> WHAT TO PRODUCE:
Word for word, repeat the lines of the records from the one containing "Tag every instance of the front door" through the last line, both included.

> GIVEN INFORMATION:
# # # # # # #

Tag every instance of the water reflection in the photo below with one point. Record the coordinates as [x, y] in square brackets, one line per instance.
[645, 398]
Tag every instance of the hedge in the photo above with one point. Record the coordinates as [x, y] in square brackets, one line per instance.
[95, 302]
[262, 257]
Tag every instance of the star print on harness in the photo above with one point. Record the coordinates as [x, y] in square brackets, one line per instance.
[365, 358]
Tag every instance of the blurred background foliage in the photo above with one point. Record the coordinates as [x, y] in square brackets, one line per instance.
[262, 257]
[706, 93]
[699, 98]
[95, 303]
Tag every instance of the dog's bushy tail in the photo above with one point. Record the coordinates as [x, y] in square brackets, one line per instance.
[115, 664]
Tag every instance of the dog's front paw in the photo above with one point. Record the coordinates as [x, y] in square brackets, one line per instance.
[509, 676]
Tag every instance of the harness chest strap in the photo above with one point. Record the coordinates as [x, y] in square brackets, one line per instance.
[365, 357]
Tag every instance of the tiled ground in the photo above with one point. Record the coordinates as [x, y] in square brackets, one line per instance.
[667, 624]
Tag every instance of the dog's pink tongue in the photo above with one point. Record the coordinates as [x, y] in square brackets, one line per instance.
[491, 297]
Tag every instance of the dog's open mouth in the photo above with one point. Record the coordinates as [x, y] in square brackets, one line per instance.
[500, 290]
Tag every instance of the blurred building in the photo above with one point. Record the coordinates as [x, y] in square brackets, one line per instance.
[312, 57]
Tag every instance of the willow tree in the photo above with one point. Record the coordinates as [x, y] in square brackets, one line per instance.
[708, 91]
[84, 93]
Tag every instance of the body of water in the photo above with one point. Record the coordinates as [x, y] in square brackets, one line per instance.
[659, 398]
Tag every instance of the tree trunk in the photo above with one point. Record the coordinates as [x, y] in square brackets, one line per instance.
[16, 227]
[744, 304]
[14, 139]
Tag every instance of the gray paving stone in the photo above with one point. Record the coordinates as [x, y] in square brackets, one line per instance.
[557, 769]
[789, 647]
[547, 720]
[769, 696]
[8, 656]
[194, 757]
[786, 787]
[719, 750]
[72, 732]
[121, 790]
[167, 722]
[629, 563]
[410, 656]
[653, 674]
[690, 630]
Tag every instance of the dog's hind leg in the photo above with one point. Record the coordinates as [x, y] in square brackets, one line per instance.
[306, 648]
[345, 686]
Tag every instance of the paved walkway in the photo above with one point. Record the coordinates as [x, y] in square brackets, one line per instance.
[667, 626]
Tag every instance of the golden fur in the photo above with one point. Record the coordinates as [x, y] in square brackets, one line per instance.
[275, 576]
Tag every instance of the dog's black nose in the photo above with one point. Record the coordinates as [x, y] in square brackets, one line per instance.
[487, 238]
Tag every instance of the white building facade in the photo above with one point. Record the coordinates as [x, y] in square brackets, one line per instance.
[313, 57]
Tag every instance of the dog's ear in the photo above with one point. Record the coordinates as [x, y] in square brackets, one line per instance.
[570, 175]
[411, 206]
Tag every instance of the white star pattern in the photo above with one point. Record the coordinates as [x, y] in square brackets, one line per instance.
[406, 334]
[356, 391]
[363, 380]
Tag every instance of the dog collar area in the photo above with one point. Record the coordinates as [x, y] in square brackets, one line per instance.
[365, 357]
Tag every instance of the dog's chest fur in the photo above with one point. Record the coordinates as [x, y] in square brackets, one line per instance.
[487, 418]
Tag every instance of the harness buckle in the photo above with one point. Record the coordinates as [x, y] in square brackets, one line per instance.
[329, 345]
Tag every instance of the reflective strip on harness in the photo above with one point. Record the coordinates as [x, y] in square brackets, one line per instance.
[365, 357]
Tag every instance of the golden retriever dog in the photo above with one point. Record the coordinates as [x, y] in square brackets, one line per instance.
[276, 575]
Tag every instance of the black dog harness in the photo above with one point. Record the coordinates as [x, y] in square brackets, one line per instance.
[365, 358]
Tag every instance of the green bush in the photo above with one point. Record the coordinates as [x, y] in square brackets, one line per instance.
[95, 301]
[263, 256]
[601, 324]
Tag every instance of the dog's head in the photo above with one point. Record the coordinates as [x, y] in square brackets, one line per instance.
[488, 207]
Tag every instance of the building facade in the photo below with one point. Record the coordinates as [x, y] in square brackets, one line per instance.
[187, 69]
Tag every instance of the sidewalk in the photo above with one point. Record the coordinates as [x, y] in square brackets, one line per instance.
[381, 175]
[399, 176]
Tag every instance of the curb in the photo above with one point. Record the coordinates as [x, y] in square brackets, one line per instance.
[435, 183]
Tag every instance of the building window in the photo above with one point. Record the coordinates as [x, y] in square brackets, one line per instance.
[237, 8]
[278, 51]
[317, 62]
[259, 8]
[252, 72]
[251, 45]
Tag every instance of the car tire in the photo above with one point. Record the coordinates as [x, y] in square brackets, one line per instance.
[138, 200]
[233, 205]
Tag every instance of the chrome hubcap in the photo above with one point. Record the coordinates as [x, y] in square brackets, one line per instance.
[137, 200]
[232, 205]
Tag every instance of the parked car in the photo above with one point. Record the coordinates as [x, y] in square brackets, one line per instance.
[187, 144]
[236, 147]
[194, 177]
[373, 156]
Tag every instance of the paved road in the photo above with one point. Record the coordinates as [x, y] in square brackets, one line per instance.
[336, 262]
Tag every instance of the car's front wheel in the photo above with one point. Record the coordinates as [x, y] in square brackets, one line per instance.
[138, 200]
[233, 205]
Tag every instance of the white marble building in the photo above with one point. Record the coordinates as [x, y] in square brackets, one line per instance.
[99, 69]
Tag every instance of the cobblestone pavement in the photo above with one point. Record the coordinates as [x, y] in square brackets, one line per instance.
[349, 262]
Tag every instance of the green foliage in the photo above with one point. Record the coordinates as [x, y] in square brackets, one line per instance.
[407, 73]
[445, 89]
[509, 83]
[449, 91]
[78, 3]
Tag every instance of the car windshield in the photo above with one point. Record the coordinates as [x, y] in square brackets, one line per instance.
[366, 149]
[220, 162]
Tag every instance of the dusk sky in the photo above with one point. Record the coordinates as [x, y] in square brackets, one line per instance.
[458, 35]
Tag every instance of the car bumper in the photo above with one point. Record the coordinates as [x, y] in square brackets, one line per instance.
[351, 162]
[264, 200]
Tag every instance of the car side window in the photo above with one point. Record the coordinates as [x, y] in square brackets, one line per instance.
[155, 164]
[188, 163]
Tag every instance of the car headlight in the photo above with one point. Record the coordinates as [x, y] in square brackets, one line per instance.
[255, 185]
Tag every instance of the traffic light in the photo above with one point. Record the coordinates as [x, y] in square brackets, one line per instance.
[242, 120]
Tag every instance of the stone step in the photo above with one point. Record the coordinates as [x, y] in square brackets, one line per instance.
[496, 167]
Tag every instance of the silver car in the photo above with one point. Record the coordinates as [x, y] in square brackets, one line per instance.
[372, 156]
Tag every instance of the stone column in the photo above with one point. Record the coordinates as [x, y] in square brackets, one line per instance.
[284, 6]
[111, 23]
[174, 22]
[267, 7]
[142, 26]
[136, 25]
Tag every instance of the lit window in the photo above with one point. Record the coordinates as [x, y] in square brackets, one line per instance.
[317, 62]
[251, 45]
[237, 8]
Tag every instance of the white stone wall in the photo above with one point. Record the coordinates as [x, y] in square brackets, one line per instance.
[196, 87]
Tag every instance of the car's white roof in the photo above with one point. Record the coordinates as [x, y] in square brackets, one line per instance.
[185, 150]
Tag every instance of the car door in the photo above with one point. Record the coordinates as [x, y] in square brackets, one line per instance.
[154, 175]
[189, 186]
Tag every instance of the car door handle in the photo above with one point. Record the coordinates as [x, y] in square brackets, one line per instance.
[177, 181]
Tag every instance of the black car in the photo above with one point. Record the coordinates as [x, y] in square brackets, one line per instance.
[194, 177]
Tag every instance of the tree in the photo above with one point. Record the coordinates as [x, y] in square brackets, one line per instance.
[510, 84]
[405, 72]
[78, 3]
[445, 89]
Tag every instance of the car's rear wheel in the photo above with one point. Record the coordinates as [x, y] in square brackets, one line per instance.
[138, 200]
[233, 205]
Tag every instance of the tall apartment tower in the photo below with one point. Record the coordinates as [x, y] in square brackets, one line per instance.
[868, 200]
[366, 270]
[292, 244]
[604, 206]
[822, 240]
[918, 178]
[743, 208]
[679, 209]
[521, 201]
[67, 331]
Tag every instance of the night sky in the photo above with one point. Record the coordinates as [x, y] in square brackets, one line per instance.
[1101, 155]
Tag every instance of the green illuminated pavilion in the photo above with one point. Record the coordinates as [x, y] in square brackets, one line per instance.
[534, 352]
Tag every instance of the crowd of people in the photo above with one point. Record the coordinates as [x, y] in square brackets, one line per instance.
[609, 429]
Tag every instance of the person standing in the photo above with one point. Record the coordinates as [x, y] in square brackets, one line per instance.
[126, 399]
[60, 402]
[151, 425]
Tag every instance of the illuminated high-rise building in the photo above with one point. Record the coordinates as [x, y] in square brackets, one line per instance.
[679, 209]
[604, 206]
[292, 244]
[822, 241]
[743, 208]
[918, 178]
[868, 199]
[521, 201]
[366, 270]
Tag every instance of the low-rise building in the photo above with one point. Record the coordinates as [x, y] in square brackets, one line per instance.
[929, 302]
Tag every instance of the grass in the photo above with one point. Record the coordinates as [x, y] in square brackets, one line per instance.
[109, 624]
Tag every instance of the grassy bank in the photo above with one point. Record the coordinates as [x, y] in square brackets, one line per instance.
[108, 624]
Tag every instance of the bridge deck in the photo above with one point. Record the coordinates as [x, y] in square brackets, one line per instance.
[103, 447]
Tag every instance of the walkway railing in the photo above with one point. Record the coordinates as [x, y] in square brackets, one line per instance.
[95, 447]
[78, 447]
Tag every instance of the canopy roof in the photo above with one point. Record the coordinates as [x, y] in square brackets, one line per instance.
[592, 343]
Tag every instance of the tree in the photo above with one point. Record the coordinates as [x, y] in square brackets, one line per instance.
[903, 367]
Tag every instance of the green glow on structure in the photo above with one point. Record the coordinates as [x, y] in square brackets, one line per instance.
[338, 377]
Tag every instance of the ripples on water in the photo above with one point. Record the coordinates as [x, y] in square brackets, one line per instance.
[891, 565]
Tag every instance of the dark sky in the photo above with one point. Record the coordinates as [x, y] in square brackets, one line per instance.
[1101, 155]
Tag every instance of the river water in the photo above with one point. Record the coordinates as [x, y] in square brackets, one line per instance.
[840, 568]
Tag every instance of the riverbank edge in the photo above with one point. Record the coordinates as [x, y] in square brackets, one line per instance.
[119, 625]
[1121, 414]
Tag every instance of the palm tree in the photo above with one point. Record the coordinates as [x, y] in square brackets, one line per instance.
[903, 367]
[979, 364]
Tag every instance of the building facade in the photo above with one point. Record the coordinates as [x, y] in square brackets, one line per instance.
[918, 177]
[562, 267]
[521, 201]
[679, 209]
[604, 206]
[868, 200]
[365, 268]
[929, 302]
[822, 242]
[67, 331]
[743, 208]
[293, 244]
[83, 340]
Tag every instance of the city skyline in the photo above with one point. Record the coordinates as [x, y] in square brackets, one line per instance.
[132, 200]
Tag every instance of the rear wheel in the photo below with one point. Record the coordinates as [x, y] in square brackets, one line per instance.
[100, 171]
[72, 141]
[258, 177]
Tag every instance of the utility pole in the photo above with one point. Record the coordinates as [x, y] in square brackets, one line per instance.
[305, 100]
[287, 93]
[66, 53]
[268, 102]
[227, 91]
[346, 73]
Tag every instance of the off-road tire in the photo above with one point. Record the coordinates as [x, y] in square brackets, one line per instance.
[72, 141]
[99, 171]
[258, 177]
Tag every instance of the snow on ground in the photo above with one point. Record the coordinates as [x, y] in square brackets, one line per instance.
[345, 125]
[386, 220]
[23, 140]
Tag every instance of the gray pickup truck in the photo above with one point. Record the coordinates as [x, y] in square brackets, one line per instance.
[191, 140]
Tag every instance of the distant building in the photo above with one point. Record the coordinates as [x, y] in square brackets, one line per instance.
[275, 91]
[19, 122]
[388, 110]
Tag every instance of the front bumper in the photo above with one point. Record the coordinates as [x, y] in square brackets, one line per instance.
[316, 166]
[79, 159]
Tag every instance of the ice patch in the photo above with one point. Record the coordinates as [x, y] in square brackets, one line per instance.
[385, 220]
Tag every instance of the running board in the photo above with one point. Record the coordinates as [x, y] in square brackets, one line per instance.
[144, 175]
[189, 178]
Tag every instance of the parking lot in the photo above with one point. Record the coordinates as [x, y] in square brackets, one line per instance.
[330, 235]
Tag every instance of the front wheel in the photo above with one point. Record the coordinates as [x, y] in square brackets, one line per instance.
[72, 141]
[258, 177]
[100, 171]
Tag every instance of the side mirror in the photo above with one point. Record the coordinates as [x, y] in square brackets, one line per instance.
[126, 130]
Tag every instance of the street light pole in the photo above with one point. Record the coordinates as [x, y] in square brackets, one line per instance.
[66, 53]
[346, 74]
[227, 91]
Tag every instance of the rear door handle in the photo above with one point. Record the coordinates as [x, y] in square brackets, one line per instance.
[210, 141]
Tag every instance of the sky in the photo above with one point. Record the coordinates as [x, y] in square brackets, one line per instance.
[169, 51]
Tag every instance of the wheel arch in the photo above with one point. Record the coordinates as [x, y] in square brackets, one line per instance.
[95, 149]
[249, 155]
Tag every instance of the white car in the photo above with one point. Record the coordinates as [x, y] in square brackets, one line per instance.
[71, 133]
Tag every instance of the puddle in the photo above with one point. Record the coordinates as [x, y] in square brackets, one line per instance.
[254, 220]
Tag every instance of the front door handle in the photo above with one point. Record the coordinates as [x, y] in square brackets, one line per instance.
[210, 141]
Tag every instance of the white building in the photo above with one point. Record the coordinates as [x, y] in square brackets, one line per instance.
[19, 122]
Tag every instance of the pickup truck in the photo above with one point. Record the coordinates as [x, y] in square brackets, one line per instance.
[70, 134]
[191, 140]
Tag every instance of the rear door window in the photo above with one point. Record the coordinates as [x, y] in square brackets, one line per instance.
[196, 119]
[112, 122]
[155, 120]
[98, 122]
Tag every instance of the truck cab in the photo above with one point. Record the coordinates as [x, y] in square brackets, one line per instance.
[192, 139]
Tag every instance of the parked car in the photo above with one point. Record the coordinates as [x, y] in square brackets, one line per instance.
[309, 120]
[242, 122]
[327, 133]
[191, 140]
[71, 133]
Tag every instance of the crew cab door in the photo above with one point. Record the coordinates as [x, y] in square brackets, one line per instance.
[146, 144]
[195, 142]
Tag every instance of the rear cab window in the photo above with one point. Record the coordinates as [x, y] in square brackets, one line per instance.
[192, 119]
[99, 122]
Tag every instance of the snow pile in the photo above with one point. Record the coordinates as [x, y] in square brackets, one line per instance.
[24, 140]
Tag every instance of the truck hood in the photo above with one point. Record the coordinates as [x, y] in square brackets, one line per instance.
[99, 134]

# # # # # # #

> CORRECT RESULT:
Tag every instance of the front door handle in the photo above with one point. Record the coordinates as [x, y] in square brackets, one line per instance.
[210, 141]
Tag every instance of the white building in the photo above with one point. Record the coordinates as [x, y] in square brackets, one line per instance.
[19, 122]
Tag every instance of the pickup truck in the photo above with one point. Record the coordinates as [x, y] in square brackets, one line per instance.
[70, 134]
[191, 140]
Tag every instance of the rear door window in the photo above with one point. Record the coordinates as [x, y] in square brackets, one line per instance.
[196, 119]
[112, 122]
[155, 120]
[98, 122]
Tag every instance of the truck cab in the photo above with one point. Record the coordinates as [x, y] in square brackets, one line per instance.
[192, 139]
Tag every instance of the parked car in the photo above with one point. Record the coordinates as [x, y] in square brackets, one line per instance.
[309, 120]
[242, 122]
[327, 133]
[191, 140]
[71, 133]
Tag every instance of the crew cab door in the photo above with one point. Record the coordinates as [x, y] in square brackets, one line per instance.
[146, 144]
[195, 142]
Tag every instance of the rear cab window in the photo above with one point. Record the coordinates as [x, y] in square brackets, one line per instance.
[192, 119]
[99, 122]
Tag every instance of the snow pile in the photo above with one point. Record the coordinates as [x, y] in square brackets, one line per instance.
[24, 140]
Tag every instance of the truck hood in the photo above with one point. Record the coordinates as [x, y] in square brackets, one line per instance.
[99, 134]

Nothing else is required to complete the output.